JLI’s view is distinctly different. This battle is far from over. There is much important work to be done to keep pressure on the USDA, large food companies and retailers to ensure that the greatest possible degree of GMO transparency is achieved through the new rules and that companies will think twice before resorting to QR codes. That’s where we are focused. And we are already taking steps to persuade the Administration and the food industry to provide a simple, factual disclosure on the package.
As the U.S. Department of Agriculture begins its process to implement the mandatory GMO labeling law, it will be imperative that USDA meet the intent of Congress to give consumers a simple disclosure.
In particular, it was Congress’s clear intent that the mandatory labeling program created by S.764 include all food ingredients derived from genetic engineering, including oils and sugars, as well as ingredients derived from newer genetic engineering techniques. To comply with the new law, USDA’s new labeling requirements must cover all GMO techniques and be consistent with the definitions established by many of our largest trading partners – including a 0.9 percent threshold for non-GMO material.
We will do everything we can to discourage the use of QR codes. But, to meet the intent of the new law, USDA must ensure that any QR codes designed to comply with the new law be large enough to work consistently. Furthermore, the law clearly directs USDA to require that the GMO disclosure must be the first thing one sees on the product information page after scanning a digital disclosure. This disclosure on the product information page should be an ingredient-by-ingredient presence claim – the same disclosure required by many of our trading partners. The law also clearly directs USDA to require that any QR code must be accompanied a toll-free phone number. When consumers call that number, they should be able to get the same ingredient-by-ingredient information.
What about consumers without smartphones? Following completion of a one-year study, USDA will have to provide “comparable” options for people without smartphones – that is, an option just as convenient as it is for someone to pull out their phone and scan a product. Consumers shouldn’t have to walk all the way across the store to scan a product or do a web search.
JLI will also do everything we can to ensure timely implementation of the new law. Congress gave USDA two years to get the job done. Many large food companies already began labeling their GMO products to comply with Vermont’s mandatory labeling law. Congress took that information away from consumers when it preempted state labeling requirements and consumers should not have to wait more than two years to be able to get that information again.
In conclusion, Just Label It is very proud of our efforts to fight for mandatory at-a-glance GMO labeling, but the battle is far from over. For JLI, that means trying to ensure that these issues (and others) and thoughtfully addressed by USDA and that means keeping the pressure on food companies to give consumers the basic information about our foods that we all want and deserve.

** Exercise data **
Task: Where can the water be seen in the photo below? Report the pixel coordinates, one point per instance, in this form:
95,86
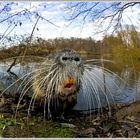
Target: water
109,88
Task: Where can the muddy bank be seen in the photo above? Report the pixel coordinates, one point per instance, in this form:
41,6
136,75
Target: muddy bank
120,121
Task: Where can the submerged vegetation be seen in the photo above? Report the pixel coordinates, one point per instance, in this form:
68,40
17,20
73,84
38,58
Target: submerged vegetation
125,55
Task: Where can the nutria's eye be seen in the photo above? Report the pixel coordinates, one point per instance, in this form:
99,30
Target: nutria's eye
77,59
64,58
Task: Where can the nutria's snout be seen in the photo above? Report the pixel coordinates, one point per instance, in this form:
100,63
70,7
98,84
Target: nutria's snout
59,77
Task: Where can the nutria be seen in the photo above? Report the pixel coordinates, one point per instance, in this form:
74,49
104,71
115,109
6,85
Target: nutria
58,81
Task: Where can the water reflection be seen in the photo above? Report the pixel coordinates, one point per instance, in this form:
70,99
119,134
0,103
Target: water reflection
124,91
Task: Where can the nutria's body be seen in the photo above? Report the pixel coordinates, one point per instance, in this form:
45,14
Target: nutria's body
58,80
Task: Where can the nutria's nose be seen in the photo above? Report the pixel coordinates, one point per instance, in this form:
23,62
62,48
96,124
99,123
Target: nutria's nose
69,82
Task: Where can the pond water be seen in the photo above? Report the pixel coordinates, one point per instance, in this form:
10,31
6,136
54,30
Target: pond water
122,85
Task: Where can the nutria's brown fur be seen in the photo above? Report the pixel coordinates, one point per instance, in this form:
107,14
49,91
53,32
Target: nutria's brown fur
57,80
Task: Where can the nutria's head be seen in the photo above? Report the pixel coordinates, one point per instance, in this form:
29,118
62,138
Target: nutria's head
60,75
71,69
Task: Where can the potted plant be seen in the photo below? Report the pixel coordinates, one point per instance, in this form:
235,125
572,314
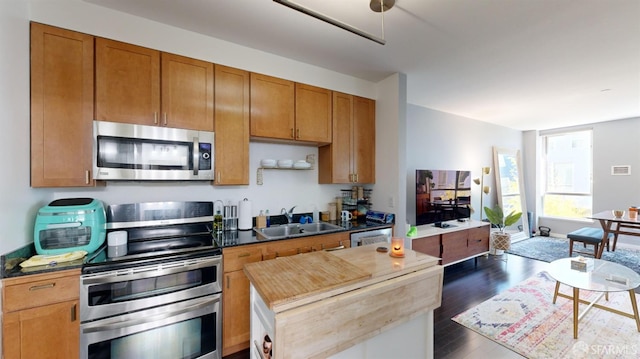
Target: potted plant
500,240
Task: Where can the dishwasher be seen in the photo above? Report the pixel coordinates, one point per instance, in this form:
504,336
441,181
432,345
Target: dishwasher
371,236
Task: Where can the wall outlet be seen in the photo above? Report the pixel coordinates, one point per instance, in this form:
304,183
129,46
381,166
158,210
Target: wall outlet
311,158
259,180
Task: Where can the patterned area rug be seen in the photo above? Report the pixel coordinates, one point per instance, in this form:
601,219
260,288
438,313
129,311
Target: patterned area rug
548,249
524,320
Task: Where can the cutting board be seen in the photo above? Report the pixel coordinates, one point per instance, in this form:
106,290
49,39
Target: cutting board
291,278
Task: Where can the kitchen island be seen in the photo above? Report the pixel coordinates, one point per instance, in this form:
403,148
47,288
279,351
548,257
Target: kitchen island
355,303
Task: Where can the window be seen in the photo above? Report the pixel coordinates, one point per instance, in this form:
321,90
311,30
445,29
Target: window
567,178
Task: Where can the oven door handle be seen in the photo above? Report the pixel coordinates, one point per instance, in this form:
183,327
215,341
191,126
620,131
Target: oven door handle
118,324
148,272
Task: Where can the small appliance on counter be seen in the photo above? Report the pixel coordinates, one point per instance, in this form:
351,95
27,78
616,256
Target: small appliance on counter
68,225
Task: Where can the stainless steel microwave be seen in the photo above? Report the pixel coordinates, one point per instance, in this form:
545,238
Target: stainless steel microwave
123,151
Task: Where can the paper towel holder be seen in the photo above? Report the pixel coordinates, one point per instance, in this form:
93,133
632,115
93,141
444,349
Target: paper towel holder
245,219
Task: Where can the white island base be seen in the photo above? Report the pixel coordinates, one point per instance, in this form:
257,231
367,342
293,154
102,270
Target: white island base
385,310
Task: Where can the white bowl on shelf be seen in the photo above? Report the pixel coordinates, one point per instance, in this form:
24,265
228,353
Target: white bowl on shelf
302,165
285,163
268,163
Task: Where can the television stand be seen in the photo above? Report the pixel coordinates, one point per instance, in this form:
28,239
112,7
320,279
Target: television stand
453,243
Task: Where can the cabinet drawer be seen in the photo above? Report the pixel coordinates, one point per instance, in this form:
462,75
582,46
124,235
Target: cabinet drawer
235,258
454,246
40,290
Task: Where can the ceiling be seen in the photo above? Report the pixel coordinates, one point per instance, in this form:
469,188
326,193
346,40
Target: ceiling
523,64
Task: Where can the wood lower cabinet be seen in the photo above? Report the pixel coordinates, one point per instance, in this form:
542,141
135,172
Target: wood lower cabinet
455,245
143,86
236,325
231,126
41,316
350,158
61,107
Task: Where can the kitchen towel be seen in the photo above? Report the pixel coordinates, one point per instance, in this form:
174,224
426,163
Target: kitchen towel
245,221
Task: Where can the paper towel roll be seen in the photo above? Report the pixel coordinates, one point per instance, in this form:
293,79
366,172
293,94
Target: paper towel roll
245,220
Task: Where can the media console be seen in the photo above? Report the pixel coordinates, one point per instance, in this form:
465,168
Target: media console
454,243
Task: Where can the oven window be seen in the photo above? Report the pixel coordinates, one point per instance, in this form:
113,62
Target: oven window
188,339
101,294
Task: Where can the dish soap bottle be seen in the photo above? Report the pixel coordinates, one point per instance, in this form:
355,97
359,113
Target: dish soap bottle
217,222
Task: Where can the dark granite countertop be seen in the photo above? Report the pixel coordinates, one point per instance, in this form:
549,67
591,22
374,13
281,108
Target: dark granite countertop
238,238
11,261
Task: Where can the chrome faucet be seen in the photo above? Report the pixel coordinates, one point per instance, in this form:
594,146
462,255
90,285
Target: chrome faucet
289,213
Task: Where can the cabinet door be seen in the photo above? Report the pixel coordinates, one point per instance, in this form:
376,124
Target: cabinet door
428,245
334,160
454,246
313,114
231,126
478,240
364,140
127,83
235,312
272,107
187,93
51,331
61,107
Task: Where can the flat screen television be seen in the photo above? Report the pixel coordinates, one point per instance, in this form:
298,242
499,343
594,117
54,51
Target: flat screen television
442,195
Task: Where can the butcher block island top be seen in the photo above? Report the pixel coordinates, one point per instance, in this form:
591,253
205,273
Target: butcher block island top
346,303
287,282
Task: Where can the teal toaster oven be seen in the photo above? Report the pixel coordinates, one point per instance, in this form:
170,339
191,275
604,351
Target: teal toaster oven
70,224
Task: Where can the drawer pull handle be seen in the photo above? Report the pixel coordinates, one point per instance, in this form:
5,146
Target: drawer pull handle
42,286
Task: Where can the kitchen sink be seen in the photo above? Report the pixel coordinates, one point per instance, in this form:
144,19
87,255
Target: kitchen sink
296,230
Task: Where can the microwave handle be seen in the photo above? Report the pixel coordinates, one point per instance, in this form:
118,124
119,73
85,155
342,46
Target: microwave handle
196,155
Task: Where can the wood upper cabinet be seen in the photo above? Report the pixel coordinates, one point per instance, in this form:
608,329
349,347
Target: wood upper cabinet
187,93
272,107
143,86
289,111
231,126
41,316
127,83
61,107
350,158
313,114
363,150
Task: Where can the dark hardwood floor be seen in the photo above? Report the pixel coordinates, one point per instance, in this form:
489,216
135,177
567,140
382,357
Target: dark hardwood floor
467,284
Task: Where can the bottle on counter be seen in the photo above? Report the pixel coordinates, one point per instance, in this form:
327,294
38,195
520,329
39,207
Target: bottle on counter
217,222
268,219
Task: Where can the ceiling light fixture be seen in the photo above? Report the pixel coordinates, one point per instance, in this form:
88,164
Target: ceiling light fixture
376,5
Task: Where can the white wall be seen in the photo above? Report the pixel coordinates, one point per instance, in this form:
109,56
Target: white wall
443,141
19,202
614,143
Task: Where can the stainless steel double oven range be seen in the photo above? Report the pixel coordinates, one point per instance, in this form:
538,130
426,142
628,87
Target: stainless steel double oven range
162,299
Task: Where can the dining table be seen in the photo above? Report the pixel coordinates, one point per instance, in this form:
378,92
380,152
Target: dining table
616,226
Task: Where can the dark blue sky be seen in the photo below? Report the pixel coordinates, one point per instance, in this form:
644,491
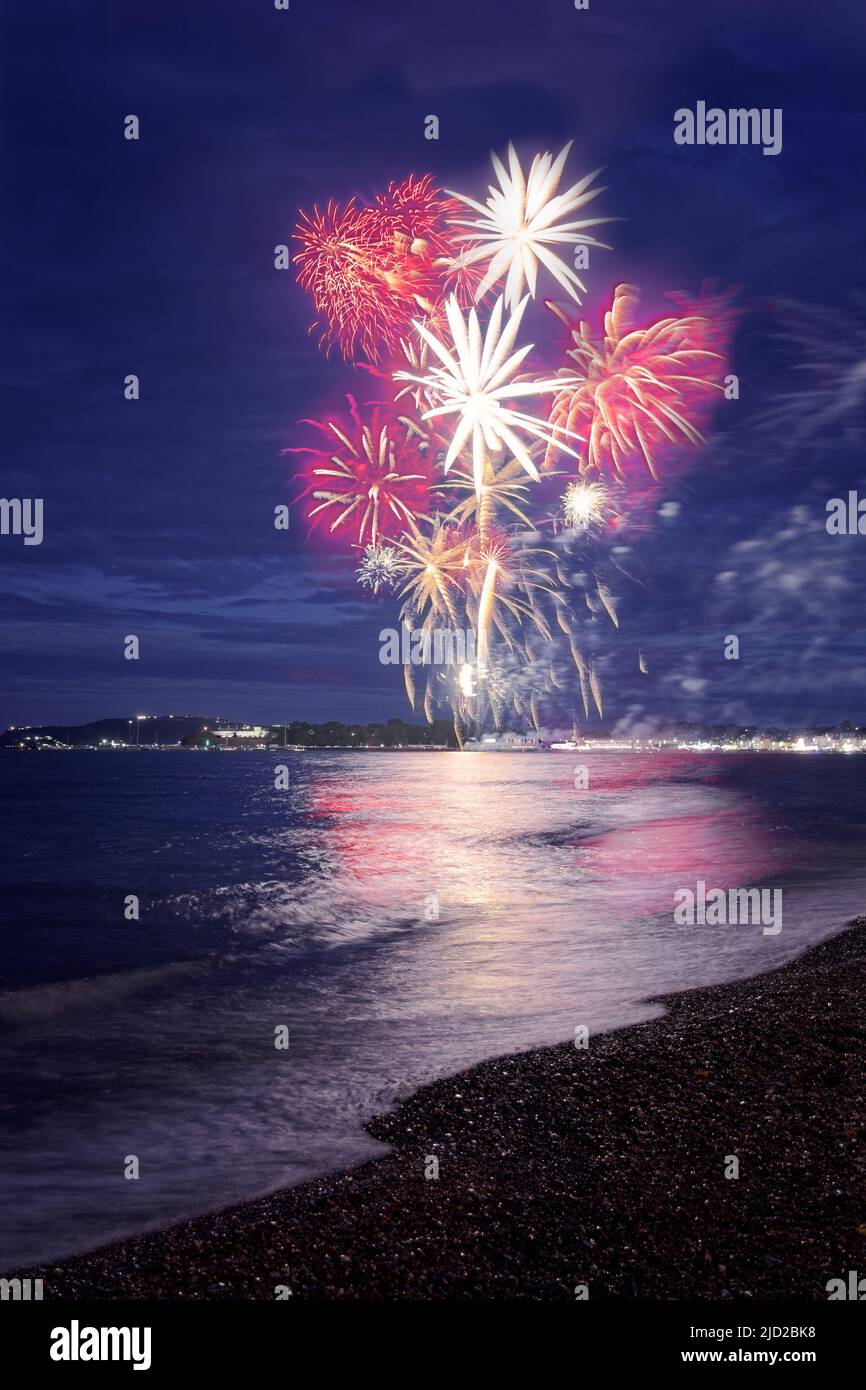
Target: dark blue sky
156,257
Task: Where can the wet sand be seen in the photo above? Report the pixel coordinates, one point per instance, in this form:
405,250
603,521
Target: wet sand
562,1168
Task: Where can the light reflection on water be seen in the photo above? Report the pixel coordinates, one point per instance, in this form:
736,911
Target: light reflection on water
307,908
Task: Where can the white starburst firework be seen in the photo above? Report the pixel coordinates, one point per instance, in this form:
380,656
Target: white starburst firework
380,567
585,505
521,221
474,381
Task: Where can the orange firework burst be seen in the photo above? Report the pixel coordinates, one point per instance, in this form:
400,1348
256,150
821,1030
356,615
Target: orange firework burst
637,391
371,476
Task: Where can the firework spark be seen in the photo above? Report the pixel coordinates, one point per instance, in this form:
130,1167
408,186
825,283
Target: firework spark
366,285
585,505
637,389
476,381
371,476
521,221
380,567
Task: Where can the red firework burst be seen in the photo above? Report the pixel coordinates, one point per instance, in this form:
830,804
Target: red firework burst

** Exercises to complete **
a) Reproduce the part of the GMO labeling statement that opens with the words containing "JLI will also" and closes with "that information again.".
b) In the GMO labeling statement, what threshold for non-GMO material should USDA's requirements include?

** Solutions below **
a)
JLI will also do everything we can to ensure timely implementation of the new law. Congress gave USDA two years to get the job done. Many large food companies already began labeling their GMO products to comply with Vermont’s mandatory labeling law. Congress took that information away from consumers when it preempted state labeling requirements and consumers should not have to wait more than two years to be able to get that information again.

b) A 0.9 percent threshold.